◆ **所给节选**:
■ ■ ■

几何变换#

在此示例中，我们演示了 transforms 模块中的操作符，以及如何使用它们来变换图像和点云。

仿射变换#

transforms 模块中的操作符可以生成和组合不同类型的仿射变换矩阵。仿射变换由以下公式定义

\[\begin{split}X_{out} = \begin{vmatrix} M & T \end{vmatrix} \begin{vmatrix} X_{in} \\ 1 \end{vmatrix}\end{split}\]

其中 \(X_{in}\) 是输入点，\(X_{out}\) 是对应的输出，\(M\) 是变换的线性部分，\(T\) 是平移向量。

如果点在 2D 空间中，则公式可以写为

\[\begin{split}\begin{vmatrix} x_{out} \\ y_{out} \end{vmatrix} = \begin{vmatrix} m_{00} & m_{01} & t_x \\ m_{10} & m_{11} & t_y \end{vmatrix} \begin{vmatrix} x_{in} \\ y_{in} \\ 1 \end{vmatrix}\end{split}\]

变换目录#

transforms 模块中有几种可用的变换。这些操作符中的每一个都可以生成仿射变换矩阵，并将其与预先存在的变换组合。以下是可用变换的列表

rotation - 围绕给定点和轴（仅限 3D）按给定角度（以度为单位）旋转
translation - 按给定偏移量平移
scale - 按给定因子缩放
shear - 按给定因子或角度剪切；2D 有 2 个剪切因子，3D 有 6 个因子
crop - 平移和缩放，使输入角（from_start，from_end）映射到输出角（to_start，to_end）。

操作符的文档包含有关其参数的详细信息。

还有一个操作符 combine，它组合了多个仿射变换。

案例研究：变换关键点#

为了说明变换的功能，我们将它们应用于带有相应关键点数据的图像 - 在本例中为面部landmark。我们首先导入必要的模块，定义数据的位置，并编写一个实用程序来显示带有绘制在其上的关键点的图像。

[1]:

from nvidia.dali import pipeline_def
import nvidia.dali.fn as fn
import numpy as np
import matplotlib.pyplot as plt
import matplotlib.patches as patches
import math
import os

dali_extra_dir = os.environ["DALI_EXTRA_PATH"]
root_dir = os.path.join(dali_extra_dir, "db", "face_landmark")

# images are in JPEG format
image_files = ["{}.jpeg".format(i) for i in range(6)]
# keypoints are in NumPy files
keypoint_files = ["{}.npy".format(i) for i in range(6)]

[2]:

def show(images, landmarks):
    if hasattr(images, "as_cpu"):
        images = images.as_cpu()
    batch_size = len(images)

    import matplotlib.gridspec as gridspec

    fig = plt.figure(figsize=(16, 14))
    plt.suptitle(None)
    columns = 3
    rows = int(math.ceil(batch_size / columns))
    gs = gridspec.GridSpec(rows, columns)
    for i in range(batch_size):
        ax = plt.subplot(gs[i])
        plt.axis("off")
        plt.title("")
        img = images.at(i)
        r = 0.002 * max(img.shape[0], img.shape[1])

■ ■ ■

[点位放置记录]

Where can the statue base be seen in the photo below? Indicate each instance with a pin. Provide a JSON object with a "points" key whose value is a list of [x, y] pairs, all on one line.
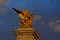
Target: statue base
{"points": [[26, 34]]}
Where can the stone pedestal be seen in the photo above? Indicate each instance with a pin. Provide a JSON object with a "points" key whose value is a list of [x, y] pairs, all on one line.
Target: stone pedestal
{"points": [[26, 34]]}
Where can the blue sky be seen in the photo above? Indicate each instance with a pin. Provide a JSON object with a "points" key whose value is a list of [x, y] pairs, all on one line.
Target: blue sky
{"points": [[47, 22]]}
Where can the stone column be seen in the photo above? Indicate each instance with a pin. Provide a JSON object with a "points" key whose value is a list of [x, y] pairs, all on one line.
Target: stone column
{"points": [[26, 34]]}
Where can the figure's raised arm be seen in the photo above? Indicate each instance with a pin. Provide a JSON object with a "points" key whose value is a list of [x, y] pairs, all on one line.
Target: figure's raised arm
{"points": [[17, 10]]}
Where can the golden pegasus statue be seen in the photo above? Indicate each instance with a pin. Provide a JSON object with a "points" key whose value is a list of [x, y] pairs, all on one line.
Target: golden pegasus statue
{"points": [[26, 19]]}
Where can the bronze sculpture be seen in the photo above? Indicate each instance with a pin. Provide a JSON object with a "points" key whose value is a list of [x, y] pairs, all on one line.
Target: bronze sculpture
{"points": [[26, 19]]}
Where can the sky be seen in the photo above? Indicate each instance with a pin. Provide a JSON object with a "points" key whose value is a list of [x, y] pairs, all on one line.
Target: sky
{"points": [[47, 21]]}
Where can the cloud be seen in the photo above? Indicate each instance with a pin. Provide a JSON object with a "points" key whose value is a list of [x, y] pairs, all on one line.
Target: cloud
{"points": [[54, 25], [3, 1]]}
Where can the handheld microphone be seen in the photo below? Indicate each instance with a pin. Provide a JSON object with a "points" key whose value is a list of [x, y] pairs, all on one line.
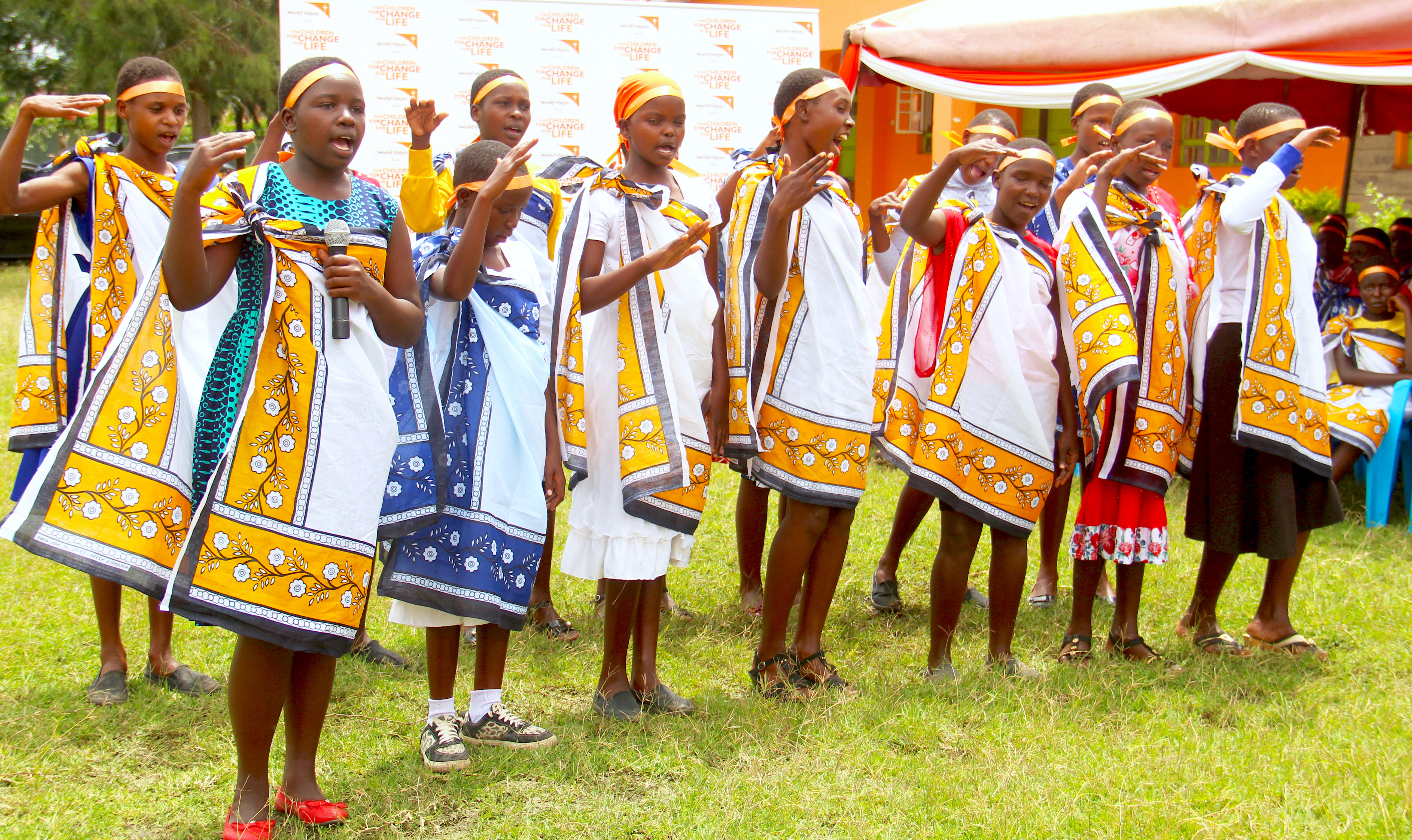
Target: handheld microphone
{"points": [[337, 238]]}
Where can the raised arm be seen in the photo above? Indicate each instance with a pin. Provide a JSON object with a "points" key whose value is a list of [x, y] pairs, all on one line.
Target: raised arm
{"points": [[457, 279], [40, 194], [920, 217], [793, 193], [194, 273]]}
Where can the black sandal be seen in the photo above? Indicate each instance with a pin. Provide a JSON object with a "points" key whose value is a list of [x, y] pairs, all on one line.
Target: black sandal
{"points": [[834, 683], [781, 689], [1069, 652], [557, 629]]}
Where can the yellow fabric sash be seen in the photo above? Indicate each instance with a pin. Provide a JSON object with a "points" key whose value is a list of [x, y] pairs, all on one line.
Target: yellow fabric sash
{"points": [[40, 400], [1274, 413], [664, 473], [1129, 342]]}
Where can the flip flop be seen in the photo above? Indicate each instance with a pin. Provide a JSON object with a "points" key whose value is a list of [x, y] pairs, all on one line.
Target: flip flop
{"points": [[1288, 646], [1223, 644]]}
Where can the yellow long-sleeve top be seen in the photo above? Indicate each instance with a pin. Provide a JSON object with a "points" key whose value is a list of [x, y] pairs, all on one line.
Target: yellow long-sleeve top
{"points": [[425, 194]]}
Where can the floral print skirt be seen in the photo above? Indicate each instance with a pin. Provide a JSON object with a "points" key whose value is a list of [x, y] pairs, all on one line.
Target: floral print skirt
{"points": [[1120, 523]]}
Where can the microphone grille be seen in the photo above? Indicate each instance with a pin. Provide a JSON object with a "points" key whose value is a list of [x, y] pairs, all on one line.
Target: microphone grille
{"points": [[337, 233]]}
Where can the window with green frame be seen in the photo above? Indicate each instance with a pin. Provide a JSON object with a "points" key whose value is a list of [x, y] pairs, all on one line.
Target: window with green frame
{"points": [[1195, 149]]}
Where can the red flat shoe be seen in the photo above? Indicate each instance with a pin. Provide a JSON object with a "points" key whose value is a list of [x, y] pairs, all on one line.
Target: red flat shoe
{"points": [[252, 831], [313, 812]]}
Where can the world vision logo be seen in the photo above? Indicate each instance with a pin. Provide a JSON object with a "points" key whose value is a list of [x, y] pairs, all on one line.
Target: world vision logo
{"points": [[718, 130], [560, 22], [560, 74], [718, 28], [394, 16], [560, 128], [793, 56], [394, 70], [639, 51], [479, 44], [314, 40], [718, 80], [392, 125]]}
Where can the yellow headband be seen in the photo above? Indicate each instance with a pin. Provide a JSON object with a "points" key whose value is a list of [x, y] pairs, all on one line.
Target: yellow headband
{"points": [[517, 183], [1149, 114], [815, 92], [159, 87], [1377, 270], [1038, 154], [1099, 99], [495, 84], [330, 70], [1222, 139]]}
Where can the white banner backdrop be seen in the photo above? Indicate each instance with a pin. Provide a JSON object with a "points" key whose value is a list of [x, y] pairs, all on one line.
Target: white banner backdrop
{"points": [[729, 61]]}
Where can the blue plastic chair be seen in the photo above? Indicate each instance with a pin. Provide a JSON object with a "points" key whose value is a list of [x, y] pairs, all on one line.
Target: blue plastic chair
{"points": [[1383, 467]]}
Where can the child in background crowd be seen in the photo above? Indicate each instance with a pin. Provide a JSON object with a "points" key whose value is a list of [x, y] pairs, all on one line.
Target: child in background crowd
{"points": [[99, 244], [1126, 277], [981, 354], [1261, 467], [1336, 283], [642, 399], [474, 483], [801, 352], [293, 428], [1366, 355]]}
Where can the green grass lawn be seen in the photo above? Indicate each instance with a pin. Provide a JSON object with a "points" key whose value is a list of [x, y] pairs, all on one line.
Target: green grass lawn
{"points": [[1264, 747]]}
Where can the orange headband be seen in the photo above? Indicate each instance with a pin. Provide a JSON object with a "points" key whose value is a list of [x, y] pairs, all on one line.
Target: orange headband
{"points": [[1149, 114], [330, 70], [815, 92], [517, 183], [159, 87], [1038, 154], [1222, 139], [495, 84]]}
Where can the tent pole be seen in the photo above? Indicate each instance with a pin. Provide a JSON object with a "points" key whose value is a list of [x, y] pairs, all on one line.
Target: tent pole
{"points": [[1356, 122]]}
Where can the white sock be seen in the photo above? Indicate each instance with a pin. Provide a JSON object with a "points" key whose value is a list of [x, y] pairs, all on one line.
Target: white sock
{"points": [[481, 702], [438, 708]]}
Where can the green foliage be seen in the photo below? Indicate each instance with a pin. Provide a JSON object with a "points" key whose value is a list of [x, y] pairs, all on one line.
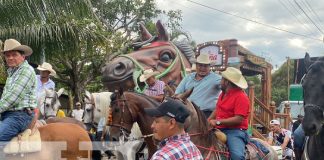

■ ■ ■

◆ **任务要求**:
请接着那篇讲几何变换的文章往下写，从它停住的地方续起。 这些记录是单独的一份材料。

◆ **练习输出**:
        for p in landmarks.at(i):
            circle = patches.Circle(p, r, color=(0, 1, 0, 1))
            ax.add_patch(circle)
        plt.imshow(img)

首先，让我们构建一个仅加载图像和关键点的 pipeline，不进行任何增强

[3]:

@pipeline_def
def basic_pipe():
    jpegs, _ = fn.readers.file(file_root=root_dir, files=image_files)
    images = fn.decoders.image(jpegs, device="mixed")
    keypoints = fn.readers.numpy(file_root=root_dir, files=keypoint_files)
    return images, keypoints


pipe = basic_pipe(batch_size=6, num_threads=3, device_id=0)

[4]:

pipe.build()
images, keypoints = pipe.run()

[5]:

show(images, keypoints)

../../_images/examples_math_geometric_transforms_7_0.png

向 Pipeline 添加变换#

在此步骤中，我们将变换应用于图像和关键点。我们使用 warp_affine 来变换图像，并使用 coord_transform 来变换关键点。操作符 warp_affine 使用变换矩阵来执行反向映射：目标像素坐标映射到源坐标。这有效地通过变换矩阵的逆矩阵变换了图像特征的位置。为了使关键点和图像以相同的方式变换，我们需要在 warp_affine 中指定 inverse_map=False。

[6]:

@pipeline_def
def rotate_pipe():
    jpegs, _ = fn.readers.file(file_root=root_dir, files=image_files)
    images = fn.decoders.image(jpegs, device="mixed")
    keypoints = fn.readers.numpy(file_root=root_dir, files=keypoint_files)
    mt = fn.transforms.rotation(angle=fn.random.uniform(range=(-45, 45)))
    images = fn.warp_affine(images, matrix=mt, fill_value=0, inverse_map=False)
    keypoints = fn.coord_transform(keypoints, MT=mt)
    return images, keypoints


pipe = rotate_pipe(batch_size=6, num_threads=3, device_id=0, seed=1234)
pipe.build()
images, keypoints = pipe.run()

[7]:

show(images, keypoints)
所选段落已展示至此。